Records of labeled points:
+++++

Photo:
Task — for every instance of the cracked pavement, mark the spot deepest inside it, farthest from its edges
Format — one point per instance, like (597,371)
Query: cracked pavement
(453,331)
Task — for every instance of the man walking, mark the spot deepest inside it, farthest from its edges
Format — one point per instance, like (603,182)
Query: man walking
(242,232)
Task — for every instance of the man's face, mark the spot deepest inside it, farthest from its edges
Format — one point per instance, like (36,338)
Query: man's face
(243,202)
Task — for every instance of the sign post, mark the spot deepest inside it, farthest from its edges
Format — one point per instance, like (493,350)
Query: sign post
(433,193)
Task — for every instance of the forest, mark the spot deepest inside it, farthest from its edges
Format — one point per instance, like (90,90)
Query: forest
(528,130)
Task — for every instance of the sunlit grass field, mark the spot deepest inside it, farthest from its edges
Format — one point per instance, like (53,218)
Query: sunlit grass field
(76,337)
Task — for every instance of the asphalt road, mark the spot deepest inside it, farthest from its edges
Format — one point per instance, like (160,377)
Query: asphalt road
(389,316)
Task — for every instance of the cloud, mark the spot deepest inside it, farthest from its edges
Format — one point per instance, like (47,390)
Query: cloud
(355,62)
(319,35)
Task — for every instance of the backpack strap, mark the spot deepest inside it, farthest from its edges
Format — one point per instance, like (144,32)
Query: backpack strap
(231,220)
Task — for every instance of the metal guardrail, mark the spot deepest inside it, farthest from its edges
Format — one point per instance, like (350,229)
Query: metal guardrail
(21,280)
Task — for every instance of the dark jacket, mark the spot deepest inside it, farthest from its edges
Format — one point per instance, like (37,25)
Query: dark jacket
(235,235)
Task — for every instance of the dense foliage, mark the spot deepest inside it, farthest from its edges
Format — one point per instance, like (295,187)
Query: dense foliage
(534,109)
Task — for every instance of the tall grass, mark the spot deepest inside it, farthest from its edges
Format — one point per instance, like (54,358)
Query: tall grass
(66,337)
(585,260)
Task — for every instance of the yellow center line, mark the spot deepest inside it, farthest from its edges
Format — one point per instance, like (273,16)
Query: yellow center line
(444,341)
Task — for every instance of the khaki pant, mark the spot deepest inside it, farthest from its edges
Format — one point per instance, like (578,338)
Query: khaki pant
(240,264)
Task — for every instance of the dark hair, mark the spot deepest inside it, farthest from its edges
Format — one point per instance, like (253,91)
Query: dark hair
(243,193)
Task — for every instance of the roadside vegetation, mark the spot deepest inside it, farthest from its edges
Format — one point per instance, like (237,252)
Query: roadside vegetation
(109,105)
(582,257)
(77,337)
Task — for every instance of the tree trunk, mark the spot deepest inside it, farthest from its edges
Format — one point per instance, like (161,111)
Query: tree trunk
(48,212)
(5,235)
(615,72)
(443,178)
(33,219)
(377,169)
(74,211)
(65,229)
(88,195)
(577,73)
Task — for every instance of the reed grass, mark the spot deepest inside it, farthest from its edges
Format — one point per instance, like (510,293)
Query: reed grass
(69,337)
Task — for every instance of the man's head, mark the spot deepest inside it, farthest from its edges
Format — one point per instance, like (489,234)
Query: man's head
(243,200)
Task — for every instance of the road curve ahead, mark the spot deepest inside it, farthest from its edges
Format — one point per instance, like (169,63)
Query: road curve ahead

+++++

> **JOB**: Retype the listing above word for word, covering every line from start to finish.

> **RESPONSE BELOW**:
Photo:
Task — for every instance of the cracked pavement, mark the spot deepest inside it, farthest from its edges
Format — one point per instance, like (597,371)
Query: cracked pavement
(453,331)
Task — for every instance of the man walking, mark the spot deepest inside it, farthest from its edges
Format — one point per instance, like (603,182)
Query: man walking
(242,232)
Task — for every instance of the man's face, mark the spot deepest inside it, farthest from its edges
Format — one point per instance, like (36,338)
Query: man's face
(243,202)
Task — for every instance of the sign post, mark the spot deepest inside it, farthest from its edges
Format — one point per instance, like (493,350)
Query: sign post
(433,193)
Task — for every instance of the forest, mark the spot deepest inside it, farthest from its edges
Format — one point per instance, like (90,90)
Query: forest
(528,130)
Task — for every instance of the sunlit grass field, mark the spot deepest inside it, farthest from its edges
Format — one point per instance, like (53,218)
Query: sunlit grass field
(76,337)
Task — for every instance of the asphalt road, mark the spot deepest inside it, farthest from its edges
Format — one point per instance, like (160,377)
Query: asphalt road
(389,316)
Task — for every instance of the cloud, mark the spot deepest inside it, farthest from its edges
Format — one point per instance, like (47,390)
Query: cloud
(355,62)
(319,35)
Task — for every instance of the backpack strap, mark the spot deepest inside it, farthest from its edges
Format — one point per instance, like (144,32)
Query: backpack strap
(231,220)
Task — for every instance of the metal guardrail, mark the spot deepest inside it, farthest from its edges
Format — one point per instance, like (350,229)
Query: metal guardrail
(21,280)
Task — for every instance of the dark jacket, mark the spot deepest inside it, farthest from its edges
Format — one point per instance, like (37,25)
Query: dark jacket
(235,235)
Task — for every instance of the dense foliage, mark the spot deepest inside it, farthest from its edges
Format — one point per instance, like (295,187)
Query: dense foliage
(534,109)
Task — for every instance of the tall grass, mark the spot deepest inside it, farthest from its edges
Format — one point per instance, like (54,358)
Query: tall grass
(66,337)
(585,260)
Task — for every instance of the yellow center line, mark the spot deepest inside it, farthest from its edges
Format — one point per instance, like (273,16)
Query: yellow center line
(444,341)
Task — for every instance of the khaki pant, mark the spot deepest inside it, farthest from its edges
Format — one point per instance, like (578,338)
Query: khaki pant
(240,264)
Task — for every instance of the dark hair, mark the spot deepest inside it, farthest from its edges
Format — one point per instance, like (253,91)
Query: dark hair
(243,193)
Task — for every instance of the roadside vegetation, mark the spot deepest inside it, farthest from its edges
Format — one point per instance, like (237,252)
Query: roadside vegetation
(109,105)
(582,257)
(77,337)
Task — for every instance of the tree trunk, mark the spot deepest inside it, farthest from its edges
Format — one point per instance, like (161,111)
Query: tree trunk
(48,212)
(5,235)
(615,72)
(443,178)
(33,219)
(377,169)
(74,211)
(65,229)
(88,195)
(577,73)
Task — for every instance of the reed grass, mark the spot deepest inside it, farthest from its edges
Format — one point per instance, like (510,293)
Query: reed grass
(69,337)
Task — for every instance of the man's head, mark the spot deepest inside it, farthest from its edges
Format — one point per instance, like (489,234)
Query: man's head
(243,200)
Task — for every instance of the road curve ahead, mark the spot deepest inside it, farthest from its edges
Format — one point per instance, like (169,63)
Query: road curve ahead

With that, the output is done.